> SOURCE MATERIAL:

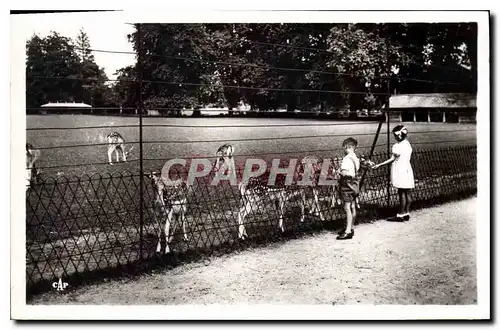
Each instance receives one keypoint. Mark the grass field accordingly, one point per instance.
(86, 217)
(185, 141)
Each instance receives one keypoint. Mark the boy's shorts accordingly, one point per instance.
(348, 188)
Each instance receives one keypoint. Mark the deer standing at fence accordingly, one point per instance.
(255, 190)
(116, 144)
(170, 204)
(32, 172)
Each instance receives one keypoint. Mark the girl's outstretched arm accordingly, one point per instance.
(390, 160)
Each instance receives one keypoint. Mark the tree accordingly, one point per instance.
(50, 60)
(59, 70)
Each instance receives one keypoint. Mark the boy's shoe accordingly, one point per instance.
(345, 235)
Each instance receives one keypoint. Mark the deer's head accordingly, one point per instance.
(127, 152)
(223, 156)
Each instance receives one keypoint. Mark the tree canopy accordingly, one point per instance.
(310, 67)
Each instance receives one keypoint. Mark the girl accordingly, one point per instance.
(401, 171)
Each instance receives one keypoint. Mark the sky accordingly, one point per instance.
(105, 31)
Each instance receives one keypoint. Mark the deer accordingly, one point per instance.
(116, 144)
(170, 203)
(32, 172)
(255, 190)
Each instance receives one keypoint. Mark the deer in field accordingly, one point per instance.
(169, 204)
(116, 144)
(32, 172)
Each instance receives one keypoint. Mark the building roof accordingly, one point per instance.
(436, 100)
(66, 105)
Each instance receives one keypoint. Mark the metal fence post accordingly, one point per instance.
(141, 169)
(388, 112)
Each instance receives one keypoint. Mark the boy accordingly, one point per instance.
(349, 185)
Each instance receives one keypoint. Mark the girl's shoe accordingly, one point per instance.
(396, 219)
(345, 235)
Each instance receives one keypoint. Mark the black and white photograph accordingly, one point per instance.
(234, 165)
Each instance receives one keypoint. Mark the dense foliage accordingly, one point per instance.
(311, 67)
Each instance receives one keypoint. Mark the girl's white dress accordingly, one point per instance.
(401, 170)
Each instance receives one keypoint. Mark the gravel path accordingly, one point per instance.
(429, 260)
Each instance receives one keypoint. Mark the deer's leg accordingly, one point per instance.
(281, 206)
(155, 214)
(333, 197)
(243, 212)
(183, 219)
(303, 202)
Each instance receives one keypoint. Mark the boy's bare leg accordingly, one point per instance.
(348, 210)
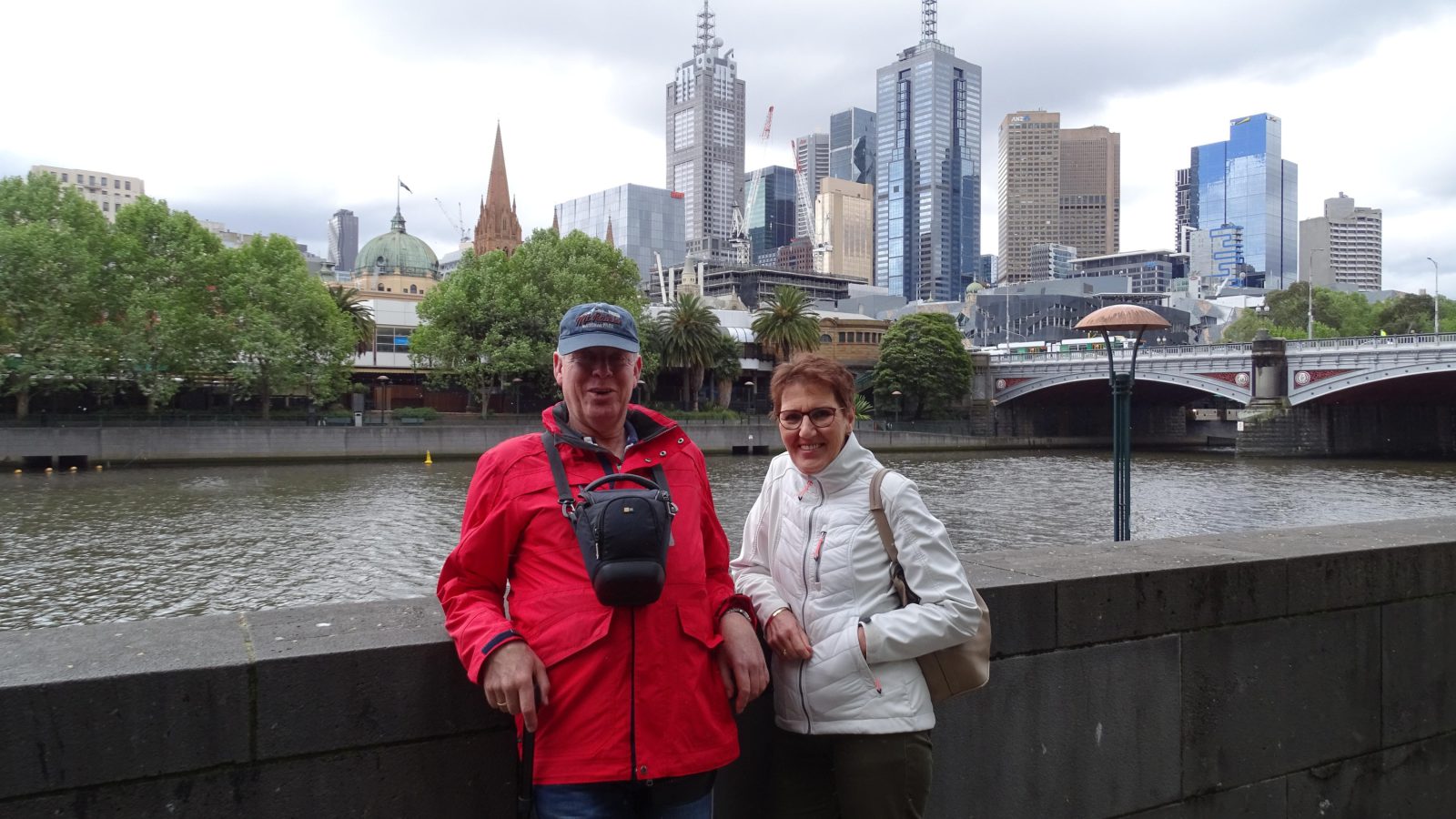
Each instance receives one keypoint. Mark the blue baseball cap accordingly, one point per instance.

> AIM OF THE EXERCISE: Recast every one of the rows above as a Markdown table with two columns, "Number" and "Row text", giving each line its row number, skipping blank lines and leaving out the pictures.

> RESULT BELOW:
| Number | Row text |
|---|---|
| 1 | Each instance receives one keypoint. Mark the grass field accordingly, one point per instance. |
| 2 | (86, 217) |
| 3 | (185, 141) |
| 4 | Each instance receives one keypoint. Mark the boy's shorts accordingly, one point per instance. |
| 5 | (348, 188) |
| 6 | Each instance receives one keypoint. Mark the deer standing at fence accordingly, one point per instance. |
| 7 | (255, 190) |
| 8 | (116, 144) |
| 9 | (170, 204) |
| 10 | (32, 172) |
| 11 | Each instance receives one keypoint. Mark the girl's outstretched arm accordingly, one point per instance. |
| 12 | (390, 160) |
| 13 | Each instance receives one keypoint. Mark the tree accordingly, one point per instance. |
| 14 | (50, 60) |
| 15 | (59, 70) |
| 16 | Each instance receives one keypoint. Mark the boy's shoe accordingly, one point per instance. |
| 17 | (345, 235) |
| 18 | Each instance receives one keypoint. Mark the deer's head accordingly, one point per instance. |
| 19 | (127, 152) |
| 20 | (223, 156) |
| 21 | Each instance receives one keypoint. Mark the tree canopy accordingly, one point per instance. |
| 22 | (310, 67) |
| 23 | Each instance receives one keypoint. Mark the girl accordingly, one point per instance. |
| 24 | (401, 171) |
| 25 | Each instance receives one keypoint. Mark the sky accordingly, one point per instance. |
| 26 | (105, 31) |
| 27 | Each instance receives one keypoint. Mark the deer accordingly, one point per instance. |
| 28 | (116, 144) |
| 29 | (170, 203) |
| 30 | (32, 172) |
| 31 | (255, 190) |
| 32 | Each instance receives one keypoint. Mark the deer in field accordingly, one point per instance. |
| 33 | (169, 204) |
| 34 | (116, 144) |
| 35 | (32, 172) |
| 36 | Each instance receives one keypoint. Mark the building roof accordingly, one point per instance. |
| 37 | (436, 100) |
| 38 | (66, 105) |
| 39 | Each instance receives one keypoint. Mark the metal fence post accordingly, one point per instance. |
| 40 | (141, 169) |
| 41 | (388, 112) |
| 42 | Each instance receives one keypoint. Mark the boy accordingly, one point per instance. |
| 43 | (349, 185) |
| 44 | Each instance receives one keypoint. Mark the girl's shoe accordingly, one point per instance. |
| 45 | (396, 219) |
| 46 | (345, 235) |
| 47 | Each instance receives one keypoint. Mark the black and white photograph accordingly, one point per instance. |
| 48 | (234, 165) |
| 49 | Each instance receives one keypoint. Mark the dense foliage accordingly, one point per instance. |
| 50 | (311, 67) |
| 51 | Each instance receives one keypoint. Mark the girl's white dress accordingly, one point per instance. |
| 52 | (401, 170) |
| 53 | Each instance receives one keypoint. Mark the gravel path accordingly, one point per instance. |
| 54 | (429, 260) |
| 55 | Each instance receives one keypoint. Mark the deer's leg accordingly, one point per instance. |
| 56 | (281, 206) |
| 57 | (155, 214) |
| 58 | (333, 197) |
| 59 | (243, 212) |
| 60 | (183, 219) |
| 61 | (303, 202) |
| 62 | Each instance receives one keypoint. Mark the boy's bare leg accordingly, one point per instance. |
| 63 | (348, 210) |
| 64 | Each instance receives one keypoint. Mark the blue baseball cap accordingly, one point per instance. |